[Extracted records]
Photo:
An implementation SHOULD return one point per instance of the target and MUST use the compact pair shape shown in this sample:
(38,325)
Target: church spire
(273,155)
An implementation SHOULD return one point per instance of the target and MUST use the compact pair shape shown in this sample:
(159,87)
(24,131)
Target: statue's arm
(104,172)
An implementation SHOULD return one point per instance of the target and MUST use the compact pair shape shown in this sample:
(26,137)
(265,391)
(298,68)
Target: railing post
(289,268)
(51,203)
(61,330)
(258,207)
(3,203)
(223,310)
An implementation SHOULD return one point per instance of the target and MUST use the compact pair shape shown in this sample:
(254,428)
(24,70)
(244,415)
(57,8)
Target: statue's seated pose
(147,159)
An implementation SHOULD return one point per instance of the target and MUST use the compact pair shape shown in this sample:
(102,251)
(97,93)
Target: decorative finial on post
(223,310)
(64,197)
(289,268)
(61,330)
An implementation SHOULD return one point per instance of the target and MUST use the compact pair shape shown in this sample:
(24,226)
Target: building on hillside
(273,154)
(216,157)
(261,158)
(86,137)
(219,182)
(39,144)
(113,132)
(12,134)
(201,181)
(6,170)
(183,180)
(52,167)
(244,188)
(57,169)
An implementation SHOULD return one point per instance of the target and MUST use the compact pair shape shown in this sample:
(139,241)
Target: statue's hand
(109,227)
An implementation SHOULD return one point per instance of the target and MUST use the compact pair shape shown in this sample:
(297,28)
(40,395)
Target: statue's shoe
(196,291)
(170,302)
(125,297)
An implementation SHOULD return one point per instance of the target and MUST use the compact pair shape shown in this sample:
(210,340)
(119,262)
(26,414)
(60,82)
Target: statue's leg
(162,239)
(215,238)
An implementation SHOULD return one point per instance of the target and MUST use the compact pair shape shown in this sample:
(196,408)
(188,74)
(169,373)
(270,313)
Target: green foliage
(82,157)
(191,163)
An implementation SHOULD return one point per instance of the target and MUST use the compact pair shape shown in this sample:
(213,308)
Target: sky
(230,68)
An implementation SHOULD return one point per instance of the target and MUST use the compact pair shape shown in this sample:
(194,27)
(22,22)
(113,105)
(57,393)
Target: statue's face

**What you will do**. Exact transcription of the records is all that is wanted.

**Problem solution**.
Photo:
An implementation SHOULD return one point per instance of the target and MUST use the compact pair shape shown in this sample:
(38,325)
Target: church spire
(273,155)
An implementation SHOULD return one point per instance of the target and MUST use the compact pair shape shown in this sample:
(159,87)
(24,131)
Target: statue's arm
(104,172)
An implementation SHOULD return one point per instance of the target and MUST use the compact pair shape shown in this sample:
(26,137)
(265,391)
(298,68)
Target: railing post
(289,268)
(51,203)
(61,330)
(258,207)
(3,203)
(223,310)
An implementation SHOULD return one point per instance of the target and MUST use the compact pair shape shown in this sample:
(254,428)
(24,70)
(244,415)
(57,8)
Target: statue's seated pose
(147,159)
An implementation SHOULD return one point per instance of the target and MUST use the compact pair shape shown in this sample:
(102,251)
(97,93)
Target: decorative finial on post
(223,310)
(64,197)
(289,268)
(61,330)
An implementation SHOULD return one point per instance of the target and MUST use the compact pair shape shown in this sample:
(24,226)
Target: building on hillside
(273,154)
(216,157)
(261,158)
(86,137)
(219,182)
(39,144)
(113,132)
(12,134)
(201,181)
(6,170)
(183,180)
(52,167)
(244,188)
(57,169)
An implementation SHOULD return one point per instance of the target and MUST use the compact pair shape shown in this sample:
(139,241)
Target: statue's hand
(109,227)
An implementation SHOULD return one point per instance of the target and MUST use the compact pair shape shown in this sample:
(297,28)
(40,395)
Target: statue's shoe
(196,291)
(170,302)
(125,297)
An implementation SHOULD return one point per instance of the target and MUST use the compact pair shape shown in this sample:
(210,340)
(119,262)
(26,414)
(60,82)
Target: statue's leg
(162,239)
(215,238)
An implementation SHOULD return one point per instance of the target and MUST use the compact pair shape shown in this sample:
(196,408)
(188,74)
(169,373)
(270,313)
Target: green foliage
(82,157)
(191,163)
An implementation SHOULD return one point per instance of the target and MUST use the compact pair shape shown in this sample:
(213,308)
Target: sky
(230,68)
An implementation SHOULD return one point per instance of the target and MUST use the compact pair shape shown in this sample:
(194,27)
(22,22)
(113,105)
(57,393)
Target: statue's face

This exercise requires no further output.